◆ AIM
In the forum post about adding model results to a ggplot plot, why did the writer wrap the most repetitive part of the code into a function? Answer in one to three sentences.

I am trying to add lm model coefs of two parallel modelling results onto the same ggplot plot. Here is my working example:
library(ggplot2)
set.seed(100)
dat <- data.frame(
x <- rnorm(100, 1),
y <- rnorm(100, 10),
lev <- gl(n = 2, k = 50, labels = letters[1:2])
)
mod1 <- lm(y~x, dat = dat[lev %in% "a", ])
r1 <- paste("R^2==", round(summary(mod1)[[9]], 3))
p1<- paste("p==", round(summary(mod1)[[4]][2, 4], 3), sep= "")
lab1 <- paste(r1, p1, sep =",")
mod2 <- lm(y~x, dat = dat[lev %in% "b", ])
r2 <- paste("R^2==", round(summary(mod2)[[9]], 3))
p2 <- paste("p==", round(summary(mod2)[[4]][2, 4], 3), sep= "")
lab2 <- paste(r2, p2, sep =",")
ggplot(dat, aes(x = x, y = y, col = lev)) + geom_jitter() + geom_smooth(method = "lm") + annotate("text", x = 2, y = 12, label = lab1, parse = T) + annotate("text", x = 10, y = 8, label = lab2, parse = T)
Here is the promot shows:
Error in parse(text = text[[i]]) : <text>:1:12: unexpected ','
1: R^2== 0.008,
Now the problem is that I could label either R2 or p value seperately, but not both of them together. How could I do to put the two results into one single line on the figure?
BTW, any other efficienty way of doing the same thing as my code? I have nine subplots that I want to put into one full plot, and I don't want to add them one by one.
++++++++++++++++++++++++++ Some update ++++++++++++++++++++++++++++++++++
Following #G. Grothendieck 's kind suggestion and idea, I tried to wrap the most repeatative part of the codes into a function, so I could finish all the plot with a few lines. Now the problem is that, whatever I changed the input variables, the output plot are basically the same, except the axis labels. Can anyone explain why? The following is the working code I used:
library(ggplot2)

◆ SUPPLIED DATA

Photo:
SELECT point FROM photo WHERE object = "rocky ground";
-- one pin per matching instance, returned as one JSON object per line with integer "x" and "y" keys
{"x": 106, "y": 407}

◆ OUTPUT BELOW
The writer wrapped it in a function so that all the plots could be finished with a few lines. Earlier, the writer explains wanting a more efficient method because there are nine subplots to put into one full plot and adding them one by one is not wanted.